■ **STATED PROBLEM**
The passage on Mao's New Democracy quotes Mao on what the coalition government will lead the people to build. List each word in that quote that describes the nation to be built.

■ **QUOTED PASSAGE**
○ ○ ○
Mao argues that “in such a republic as that mentioned above, our economy must be the economy of the new democracy, just as the politics is the politics of the new democracy”. This is a circular definition if ever there was one! Surely the politics of the ‘new democracy’ are defined by their economic basis, but all we find out about that is that it is of ‘new democracy’. In an equally empty statement, Mao defines “the culture of the new democracy” as “the proletarian-led anti-imperialist and anti-feudal culture of the masses” (Ibid).
In attempting a further elaboration, the only concrete proposals given are those that were formulated by the Guomindang in 1924, when it called for the nationalisation of the big banks and industries because they “manipulate the livelihood of the people”. Instead of criticising this thoroughly unscientific programme, which the Guomindang failed to carry out precisely because it based itself on capitalism as a whole, Mao simply approves it along with the general and highly subjective criterion contained therein, stating that the New Democracy “will not forbid the development of capitalist production that ‘cannot manipulate the people’s livelihood’” (Ibid). This is a very fortuitous criterion of course, because it is so subjective that any party can define it however they wish.
These ideas were continued well into the civil war with the Guomindang. Again, instead of calling for a constituent assembly as a means of opposing the masses to the dictatorship, whilst pointing out the limitations of democracy under capitalism, the Party called for such a parliament as a means to bring all the classes together into a sort of gentlemanly discussion to solve China’s problems, “indubitably, what China urgently needs is the establishment, through uniting all political parties and groups and non-partisan leaders, of a democratic, provisional coalition government, so that democratic reforms may be instituted...to establish a regular democratic government, of a similar coalition nature, embracing more broadly all parties and groups...this government will then lead the liberated people of the entire nation to build an independent, free, democratic, unified, prosperous, and strong nation” (Mao, On Coalition Government, April 1945, our emphasis).
○ ○ ○
■ **INFORMATION SUPPLIED**
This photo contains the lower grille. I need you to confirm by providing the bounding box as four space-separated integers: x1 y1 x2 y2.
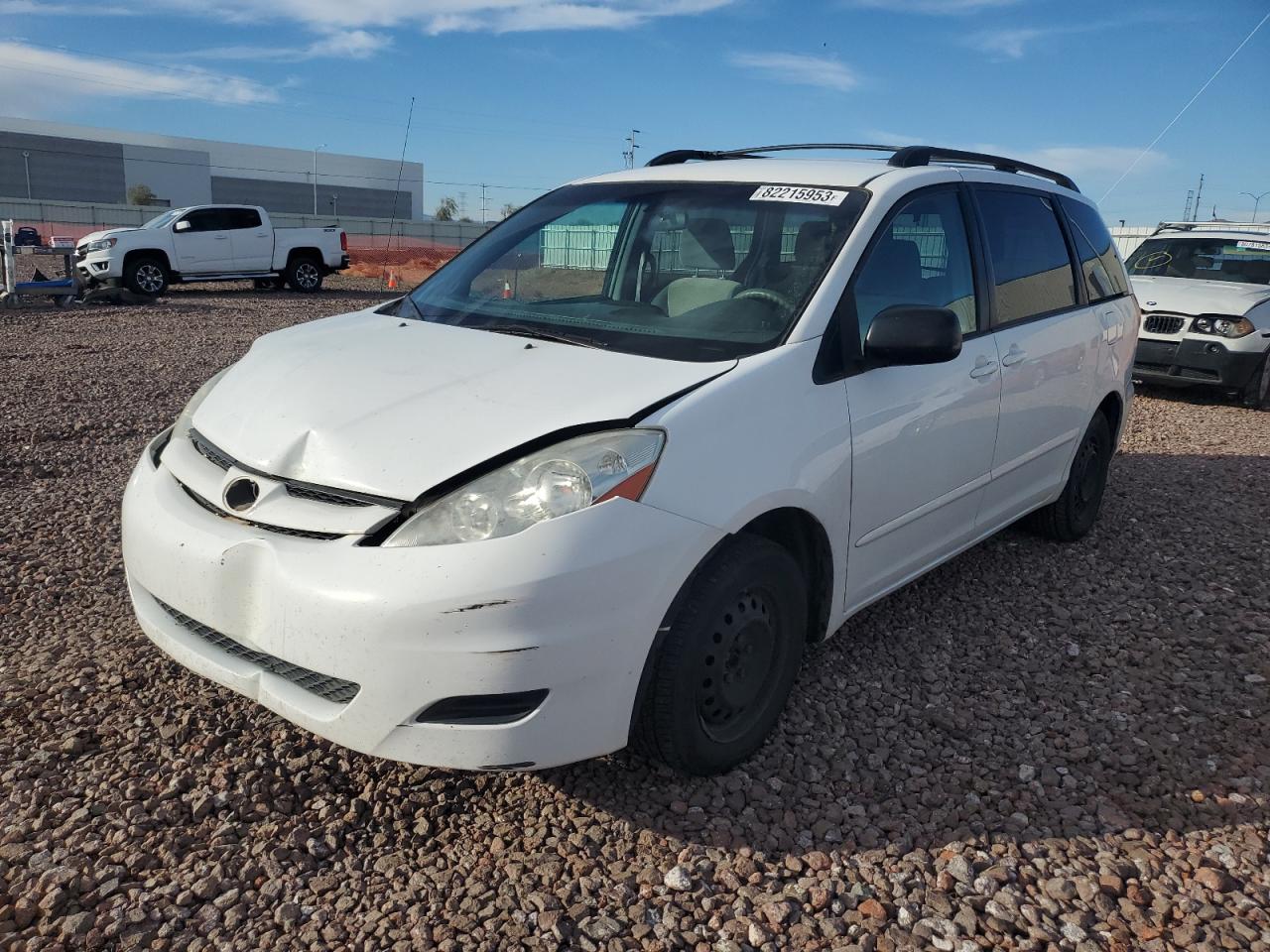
1142 313 1187 334
155 598 362 704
○ ○ ○
■ **EXERCISE ANSWER**
independent, free, democratic, unified, prosperous, strong